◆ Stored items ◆
-- Opening Marker --

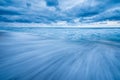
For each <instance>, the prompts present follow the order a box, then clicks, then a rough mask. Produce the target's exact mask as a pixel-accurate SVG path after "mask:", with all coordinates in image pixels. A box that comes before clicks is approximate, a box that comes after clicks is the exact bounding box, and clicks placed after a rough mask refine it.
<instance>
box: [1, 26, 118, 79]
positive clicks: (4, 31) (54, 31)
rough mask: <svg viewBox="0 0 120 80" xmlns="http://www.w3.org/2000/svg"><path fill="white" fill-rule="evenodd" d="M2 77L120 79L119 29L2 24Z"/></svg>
mask: <svg viewBox="0 0 120 80" xmlns="http://www.w3.org/2000/svg"><path fill="white" fill-rule="evenodd" d="M0 80H120V29H119V28H111V29H108V28H99V29H94V28H91V29H90V28H89V29H81V28H38V27H35V28H32V27H31V28H25V27H23V28H15V27H0Z"/></svg>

-- Closing Marker --

◆ About this exercise ◆
Copy the data above word for word, leaving out any pictures.

◆ Written response ◆
For each <instance>, the prompts present follow the order a box, then clicks, then a rough mask. Produce the target's exact mask as a pixel-accurate SVG path after "mask:", with all coordinates in image pixels. A box that comes before clicks is approximate, a box that comes after clicks is the exact bounding box, and clicks placed after a rough mask refine it.
<instance>
box: [1, 26, 118, 79]
positive clicks: (4, 31) (54, 31)
rough mask: <svg viewBox="0 0 120 80" xmlns="http://www.w3.org/2000/svg"><path fill="white" fill-rule="evenodd" d="M2 77L120 79L119 29L2 24Z"/></svg>
mask: <svg viewBox="0 0 120 80" xmlns="http://www.w3.org/2000/svg"><path fill="white" fill-rule="evenodd" d="M0 80H120V29H119V28H111V29H108V28H99V29H94V28H91V29H90V28H89V29H81V28H38V27H35V28H32V27H31V28H25V27H23V28H15V27H0Z"/></svg>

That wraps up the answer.